** start Data for the task **

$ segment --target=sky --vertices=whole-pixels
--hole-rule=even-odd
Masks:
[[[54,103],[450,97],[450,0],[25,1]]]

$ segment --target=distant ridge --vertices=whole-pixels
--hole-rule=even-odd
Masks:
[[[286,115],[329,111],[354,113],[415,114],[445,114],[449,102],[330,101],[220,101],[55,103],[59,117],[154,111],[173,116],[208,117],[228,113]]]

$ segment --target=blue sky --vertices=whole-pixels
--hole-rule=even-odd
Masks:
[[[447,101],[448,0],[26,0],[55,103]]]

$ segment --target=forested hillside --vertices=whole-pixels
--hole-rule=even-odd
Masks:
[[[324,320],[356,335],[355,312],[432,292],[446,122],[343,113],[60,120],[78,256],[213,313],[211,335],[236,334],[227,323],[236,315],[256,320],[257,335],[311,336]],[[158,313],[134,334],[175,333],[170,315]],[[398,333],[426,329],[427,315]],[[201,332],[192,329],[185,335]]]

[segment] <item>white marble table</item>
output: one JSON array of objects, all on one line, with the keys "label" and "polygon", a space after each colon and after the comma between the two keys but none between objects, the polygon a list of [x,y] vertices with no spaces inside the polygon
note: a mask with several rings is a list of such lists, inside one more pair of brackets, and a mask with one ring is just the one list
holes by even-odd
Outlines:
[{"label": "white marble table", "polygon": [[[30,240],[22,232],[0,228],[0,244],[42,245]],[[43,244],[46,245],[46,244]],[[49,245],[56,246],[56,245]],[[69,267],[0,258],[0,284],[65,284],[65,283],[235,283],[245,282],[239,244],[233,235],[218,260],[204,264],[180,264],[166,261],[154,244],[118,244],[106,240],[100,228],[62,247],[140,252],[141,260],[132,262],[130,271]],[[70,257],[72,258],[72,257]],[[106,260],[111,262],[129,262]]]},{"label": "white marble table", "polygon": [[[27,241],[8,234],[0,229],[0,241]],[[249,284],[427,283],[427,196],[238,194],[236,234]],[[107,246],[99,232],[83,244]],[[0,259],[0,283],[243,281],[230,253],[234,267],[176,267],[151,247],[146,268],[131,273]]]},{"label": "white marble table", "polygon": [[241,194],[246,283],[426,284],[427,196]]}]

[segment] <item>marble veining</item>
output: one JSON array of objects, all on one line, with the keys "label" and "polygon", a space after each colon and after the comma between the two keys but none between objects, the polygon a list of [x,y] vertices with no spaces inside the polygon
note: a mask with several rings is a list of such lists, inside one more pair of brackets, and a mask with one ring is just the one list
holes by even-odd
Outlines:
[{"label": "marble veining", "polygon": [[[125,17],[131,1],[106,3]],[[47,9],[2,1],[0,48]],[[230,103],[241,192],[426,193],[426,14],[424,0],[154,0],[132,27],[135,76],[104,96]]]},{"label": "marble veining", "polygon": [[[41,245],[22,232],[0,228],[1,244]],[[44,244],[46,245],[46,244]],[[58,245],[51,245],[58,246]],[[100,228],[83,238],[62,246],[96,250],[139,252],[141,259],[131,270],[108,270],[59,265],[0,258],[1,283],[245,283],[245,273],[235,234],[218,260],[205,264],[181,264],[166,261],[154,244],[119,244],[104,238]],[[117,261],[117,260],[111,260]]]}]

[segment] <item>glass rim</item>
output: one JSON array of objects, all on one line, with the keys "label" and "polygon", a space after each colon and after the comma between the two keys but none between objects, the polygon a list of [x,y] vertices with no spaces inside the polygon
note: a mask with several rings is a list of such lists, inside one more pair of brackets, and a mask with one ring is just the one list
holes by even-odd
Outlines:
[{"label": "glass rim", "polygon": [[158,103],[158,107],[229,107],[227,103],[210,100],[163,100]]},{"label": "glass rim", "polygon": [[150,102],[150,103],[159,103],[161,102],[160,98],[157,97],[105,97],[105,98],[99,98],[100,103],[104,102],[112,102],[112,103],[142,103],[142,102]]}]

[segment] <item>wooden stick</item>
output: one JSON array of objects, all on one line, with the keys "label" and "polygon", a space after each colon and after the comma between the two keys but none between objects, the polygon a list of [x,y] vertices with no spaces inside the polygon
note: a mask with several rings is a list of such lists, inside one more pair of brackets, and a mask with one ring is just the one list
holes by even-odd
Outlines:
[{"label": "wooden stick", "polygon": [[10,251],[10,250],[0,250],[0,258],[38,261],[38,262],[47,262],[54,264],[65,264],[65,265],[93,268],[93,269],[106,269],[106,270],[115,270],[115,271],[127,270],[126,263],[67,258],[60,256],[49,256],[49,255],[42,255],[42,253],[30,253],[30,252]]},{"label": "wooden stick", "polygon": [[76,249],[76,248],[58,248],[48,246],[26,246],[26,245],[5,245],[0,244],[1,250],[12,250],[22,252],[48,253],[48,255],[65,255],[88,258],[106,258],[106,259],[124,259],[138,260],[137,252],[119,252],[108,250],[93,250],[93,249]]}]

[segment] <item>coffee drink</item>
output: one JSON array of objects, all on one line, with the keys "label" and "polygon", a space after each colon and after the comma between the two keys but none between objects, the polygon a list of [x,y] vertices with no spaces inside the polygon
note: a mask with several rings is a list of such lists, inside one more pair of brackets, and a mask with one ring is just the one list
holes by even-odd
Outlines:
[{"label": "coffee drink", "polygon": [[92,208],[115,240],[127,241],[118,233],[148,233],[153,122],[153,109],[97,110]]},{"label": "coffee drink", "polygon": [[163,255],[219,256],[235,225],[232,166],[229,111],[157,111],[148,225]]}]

** end Data for the task **

_Instruction_
Change every "whole-pixels" to "integer-pixels" in the records, leaving everything else as it is. Begin at the start of the records and stop after the line that contains "[[[447,101],[448,0],[26,0],[55,103]]]", and give back only those lines.

_Complete response_
$ segment --target=sky --vertices=integer-pixels
--hole-rule=even-odd
Masks:
[[[54,103],[450,97],[450,0],[25,1]]]

$ segment --target=distant ridge --vertices=integer-pixels
--hole-rule=even-odd
Masks:
[[[286,115],[329,111],[354,113],[415,114],[445,114],[449,102],[330,101],[220,101],[55,103],[59,117],[154,111],[173,116],[208,117],[228,113]]]

$ segment --target=blue sky --vertices=integer-pixels
--hole-rule=even-odd
Masks:
[[[447,101],[448,0],[26,0],[55,103]]]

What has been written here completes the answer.